Steem recovered from the hf20 fork thanks to abit and its emergency patches

in #witness6 years ago (edited)

After the hf20 fork was activated, blocks that produced by hf20 nodes were not accepted anymore by hf19 nodes. This lead to a fork and as the exchanges are on hf19, it was decided to move to the hf19 chain.

Thank to @abit and its four patches:

@gtg was able to start the steem blockchain again together with @abit. Then @roelandp could also jump in and the steem block production was slowly starting again.

I voted for @abit as witness now, to express my gratitude that he saved steem :).


After downgrading to 0.19.12 and applying the patches, my witness server is running again. Now, I'm waiting for official patches.

_ _ _ _ _ _ _

- _CHALLENGE 1_
Please copy the records from their first line up to and including the line with "xmin=484 ymin=520 xmax=729 ymax=676", replacing "football" with "soccer" and leaving everything else unchanged.
The records have no connection to the text above them.

_ _ _ _ _ _ _

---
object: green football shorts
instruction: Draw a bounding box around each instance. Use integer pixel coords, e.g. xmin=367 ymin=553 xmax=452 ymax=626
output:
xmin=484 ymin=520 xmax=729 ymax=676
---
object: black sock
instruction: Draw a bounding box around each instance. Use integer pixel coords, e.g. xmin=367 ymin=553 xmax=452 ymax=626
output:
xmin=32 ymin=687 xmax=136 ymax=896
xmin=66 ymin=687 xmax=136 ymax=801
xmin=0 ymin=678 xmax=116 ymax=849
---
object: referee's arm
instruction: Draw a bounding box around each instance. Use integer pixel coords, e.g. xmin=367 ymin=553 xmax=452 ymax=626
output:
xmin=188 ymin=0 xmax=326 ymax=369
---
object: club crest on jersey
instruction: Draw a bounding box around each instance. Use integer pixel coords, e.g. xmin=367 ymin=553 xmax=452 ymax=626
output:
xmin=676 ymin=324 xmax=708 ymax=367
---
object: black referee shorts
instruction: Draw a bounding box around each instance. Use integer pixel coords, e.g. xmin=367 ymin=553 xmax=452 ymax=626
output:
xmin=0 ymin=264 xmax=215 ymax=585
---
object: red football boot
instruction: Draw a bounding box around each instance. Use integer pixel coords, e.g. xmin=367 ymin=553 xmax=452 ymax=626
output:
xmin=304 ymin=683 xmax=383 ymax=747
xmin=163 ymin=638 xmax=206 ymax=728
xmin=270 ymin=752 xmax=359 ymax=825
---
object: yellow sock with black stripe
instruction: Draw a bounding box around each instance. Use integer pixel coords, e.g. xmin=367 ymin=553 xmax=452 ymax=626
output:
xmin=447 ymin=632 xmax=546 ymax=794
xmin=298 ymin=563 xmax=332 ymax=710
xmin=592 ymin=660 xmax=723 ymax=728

_ _ _ _ _ _ _

- _CHALLENGE 2_
In the post about the Steem hf20 fork, to which version did the author downgrade before applying the patches?

- _RESULT 1_
---
object: green soccer shorts
instruction: Draw a bounding box around each instance. Use integer pixel coords, e.g. xmin=367 ymin=553 xmax=452 ymax=626
output:
xmin=484 ymin=520 xmax=729 ymax=676

- _RESULT 2_
0.19.12